Natural-language object grounding data
★ ★ ★ ★
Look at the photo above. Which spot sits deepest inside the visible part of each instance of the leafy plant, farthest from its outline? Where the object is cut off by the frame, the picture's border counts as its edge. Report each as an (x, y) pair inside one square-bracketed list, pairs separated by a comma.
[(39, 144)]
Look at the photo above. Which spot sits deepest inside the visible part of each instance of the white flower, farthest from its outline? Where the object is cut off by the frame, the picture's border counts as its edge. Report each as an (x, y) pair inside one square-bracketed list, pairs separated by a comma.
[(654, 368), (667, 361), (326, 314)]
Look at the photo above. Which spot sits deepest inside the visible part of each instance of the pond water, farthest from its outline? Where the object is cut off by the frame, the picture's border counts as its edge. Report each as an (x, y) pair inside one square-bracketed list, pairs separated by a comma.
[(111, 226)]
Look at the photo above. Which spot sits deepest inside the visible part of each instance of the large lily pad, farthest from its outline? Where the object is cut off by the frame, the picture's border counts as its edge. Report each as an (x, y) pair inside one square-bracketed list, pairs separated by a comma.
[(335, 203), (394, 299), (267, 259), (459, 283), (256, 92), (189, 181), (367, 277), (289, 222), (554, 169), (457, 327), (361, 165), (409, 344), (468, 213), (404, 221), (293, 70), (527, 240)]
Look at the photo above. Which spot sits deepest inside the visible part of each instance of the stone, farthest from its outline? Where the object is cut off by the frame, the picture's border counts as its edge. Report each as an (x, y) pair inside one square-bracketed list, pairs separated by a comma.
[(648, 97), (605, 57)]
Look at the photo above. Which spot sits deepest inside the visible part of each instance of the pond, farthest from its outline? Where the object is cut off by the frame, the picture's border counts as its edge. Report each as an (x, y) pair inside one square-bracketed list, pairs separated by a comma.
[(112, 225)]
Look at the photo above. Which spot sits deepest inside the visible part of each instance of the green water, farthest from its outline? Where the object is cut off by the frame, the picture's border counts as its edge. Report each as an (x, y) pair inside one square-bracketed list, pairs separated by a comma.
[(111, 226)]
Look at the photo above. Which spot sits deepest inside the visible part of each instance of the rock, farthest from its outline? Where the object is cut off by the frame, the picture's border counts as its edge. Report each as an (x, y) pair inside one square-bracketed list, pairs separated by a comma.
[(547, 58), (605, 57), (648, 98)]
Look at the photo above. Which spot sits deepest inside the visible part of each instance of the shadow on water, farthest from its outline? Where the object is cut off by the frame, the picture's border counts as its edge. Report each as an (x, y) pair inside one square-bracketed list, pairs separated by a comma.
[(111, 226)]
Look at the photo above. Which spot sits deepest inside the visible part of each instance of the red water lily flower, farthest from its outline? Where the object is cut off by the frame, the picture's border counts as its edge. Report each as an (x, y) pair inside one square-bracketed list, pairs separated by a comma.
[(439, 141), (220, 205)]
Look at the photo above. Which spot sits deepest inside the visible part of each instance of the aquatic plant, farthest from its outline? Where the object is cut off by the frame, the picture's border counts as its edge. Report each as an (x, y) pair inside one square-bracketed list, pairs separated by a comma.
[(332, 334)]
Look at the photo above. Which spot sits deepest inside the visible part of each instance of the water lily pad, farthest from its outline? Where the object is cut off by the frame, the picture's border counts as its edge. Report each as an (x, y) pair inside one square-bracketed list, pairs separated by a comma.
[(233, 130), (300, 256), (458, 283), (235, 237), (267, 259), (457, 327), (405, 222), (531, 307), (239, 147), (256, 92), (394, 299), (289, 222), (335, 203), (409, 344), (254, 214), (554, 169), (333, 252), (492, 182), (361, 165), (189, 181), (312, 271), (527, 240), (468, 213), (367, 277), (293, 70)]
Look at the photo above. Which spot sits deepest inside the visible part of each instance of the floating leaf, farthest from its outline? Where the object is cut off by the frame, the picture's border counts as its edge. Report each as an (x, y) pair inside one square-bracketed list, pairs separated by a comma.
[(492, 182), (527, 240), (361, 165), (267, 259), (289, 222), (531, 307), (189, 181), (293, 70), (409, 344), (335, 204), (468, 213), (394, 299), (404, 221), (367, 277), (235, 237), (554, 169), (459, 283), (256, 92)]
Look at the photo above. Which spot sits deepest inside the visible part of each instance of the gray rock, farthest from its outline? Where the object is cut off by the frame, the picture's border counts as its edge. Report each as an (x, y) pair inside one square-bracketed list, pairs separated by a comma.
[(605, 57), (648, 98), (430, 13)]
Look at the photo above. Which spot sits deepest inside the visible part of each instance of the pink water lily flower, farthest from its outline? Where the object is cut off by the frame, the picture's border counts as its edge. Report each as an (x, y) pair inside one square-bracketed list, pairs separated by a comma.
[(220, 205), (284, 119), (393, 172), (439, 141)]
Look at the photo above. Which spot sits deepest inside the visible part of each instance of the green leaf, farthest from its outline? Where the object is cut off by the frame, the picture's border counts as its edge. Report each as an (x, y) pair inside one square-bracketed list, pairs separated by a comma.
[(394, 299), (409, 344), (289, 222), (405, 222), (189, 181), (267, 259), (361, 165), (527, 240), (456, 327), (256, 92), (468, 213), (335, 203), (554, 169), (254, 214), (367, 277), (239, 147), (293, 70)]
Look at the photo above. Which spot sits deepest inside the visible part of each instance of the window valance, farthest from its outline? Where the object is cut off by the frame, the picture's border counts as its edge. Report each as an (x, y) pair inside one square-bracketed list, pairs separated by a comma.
★ ★ ★ ★
== WORK TO BE COMPLETED ==
Start at the first line and transcribe the data exactly through the last.

== SOLUTION TO THE PROBLEM ==
Look at the photo above. Which spot sits deepest inside the visible part of each instance of the leafy plant, farthest from its outline? Where the object is cut off by the frame, the picture's border counts as its edge. Report each as an (x, y) pair inside one square-bracketed list, pairs separated by a comma.
[(39, 144)]
Look at the photo above. Which spot sits deepest inside the visible part of each instance of the white flower, farthest from its outline? Where the object is cut off by the frame, the picture's border counts as its edge. Report each as an (x, y) pair inside one square-bracketed list, pairs separated by a comma.
[(654, 368), (667, 361), (326, 314)]
Look at the photo above. Which spot sits deepest inside the visible part of each instance of the pond water, farthest from its outline? Where the object is cut off by the frame, the picture's border counts as its edge. Report each as an (x, y) pair inside one square-bracketed list, pairs separated by a comma.
[(111, 226)]
Look at the photo above. Which spot sits deepest inside the visible part of each instance of the large lily pad, farthest from its outline? Where the object is cut off by the frame, the picture's border counts as its edge. Report each as an (x, y) pair inside one square-bracketed list, pairs separated by a comma.
[(335, 203), (394, 299), (267, 259), (459, 283), (256, 92), (189, 181), (367, 277), (289, 222), (554, 169), (457, 327), (361, 165), (409, 344), (468, 213), (404, 221), (293, 70), (527, 240)]
Look at the photo above. Which spot sits deepest inside the visible part of each instance of the stone, farthest from its outline? Where the object is cut off by the frame, the picture's border counts as its edge. Report each as an (x, y) pair inside one square-bracketed list, pairs separated by a comma.
[(648, 97), (605, 57)]
Look at the photo above. Which spot sits deepest inside the visible part of each instance of the pond, farthest from its outline? Where the object is cut off by the frame, the picture's border counts as its edge. Report each as an (x, y) pair inside one square-bracketed list, pairs separated by a comma.
[(112, 225)]
Look at the photo above. Which spot sits deepest inside the visible part of each instance of the green water, farthest from its outline? Where the object is cut off by the frame, the picture's border counts as its edge. Report each as an (x, y) pair inside one square-bracketed list, pairs separated by a comma.
[(111, 226)]
Look at the photo above. Which spot sits deepest inside the visible part of each instance of the rock, farthest from its outline? Where the object is cut off by the frame, the picture's border counts as its edge. Report each as an (x, y) pair inside one square-bracketed list, pairs separated by a comma.
[(547, 58), (605, 57), (648, 98)]
Look at the photo above. Which spot sits deepest inside the visible part of each instance of the shadow on water, farthest from its outline? Where the object is cut off by the frame, the picture's border counts as its edge. Report each as an (x, y) pair inside one square-bracketed list, pairs separated by a comma.
[(111, 226)]
Look at the photo above. Which spot sits deepest inside the visible part of each instance of the red water lily flower, farthest from its outline? Where the object is cut off by the frame, the picture's border counts as its edge. Report each as an (x, y) pair inside one square-bracketed list, pairs separated by a comma.
[(439, 141), (220, 205)]
Look at the photo above. Which spot sits deepest inside the visible part of each instance of the aquatic plant, farthest from its outline? Where the object is cut off by the frame, the picture's border counts as its edge. Report each as an (x, y) pair inside one square-bracketed list, pairs separated by a comma.
[(332, 334)]
Look at the photo above. Which spot sits deepest inside the visible part of each instance of the water lily pad, farthest from its outline? Where the object is cut off by the frame, the picture's border counts as its edge. Report each as an (x, y) pair inside one square-bracketed list, pairs separated by a comma.
[(233, 130), (300, 256), (458, 283), (235, 237), (267, 259), (457, 327), (405, 222), (531, 307), (239, 147), (256, 92), (394, 299), (289, 222), (335, 203), (409, 344), (254, 214), (554, 169), (333, 252), (492, 182), (361, 165), (189, 181), (312, 271), (527, 240), (468, 213), (367, 277), (293, 70)]
Look at the photo above. Which spot sits deepest inside the visible part of each instance of the floating leaf, farthest from its outline? Where the object is cut off by the frame, the picture's border counts as its edge. Report each as an (x, y) pair inside one square-bracketed list, pairs separated by a comma.
[(492, 182), (527, 240), (361, 165), (267, 259), (289, 222), (531, 307), (189, 181), (293, 70), (409, 344), (335, 204), (468, 213), (394, 299), (404, 221), (367, 277), (235, 237), (554, 169), (459, 283), (256, 92)]
Look at the photo above. Which spot sits deepest inside the visible part of each instance of the gray rock, farthest from its outline? Where the object is cut off by the frame, the picture's border counts as its edge. Report each as an (x, y) pair inside one square-bracketed list, pairs separated by a comma.
[(605, 57), (648, 98), (430, 13)]
Look at the photo above. Which spot sits deepest inside the visible part of each instance of the pink water lily flower, farthest from its outline? Where the object is cut off by the frame, the picture's border counts as its edge. Report each as an (x, y) pair inside one square-bracketed list, pairs separated by a comma.
[(220, 205), (284, 119), (393, 172), (439, 141)]
Look at the photo above. Which spot sits deepest inside the visible part of each instance of the green leaf, farthest from its outline? Where the object is cut off by the frame, the picture's border counts as its edge. Report each as an (x, y) pair inside one square-bracketed list, pairs separated by a comma.
[(394, 299), (409, 344), (289, 222), (405, 222), (189, 181), (267, 259), (361, 165), (527, 240), (456, 327), (256, 92), (468, 213), (335, 203), (554, 169), (254, 214), (367, 277), (239, 147), (293, 70)]
Look at the photo above. Which spot sits deepest inside the visible part of each instance of the window valance, farthest from its outline? Where the object is cut off by the frame, the picture's border counts as its edge. Report each as an (x, y) pair inside one square-bracketed list, pairs separated by a comma.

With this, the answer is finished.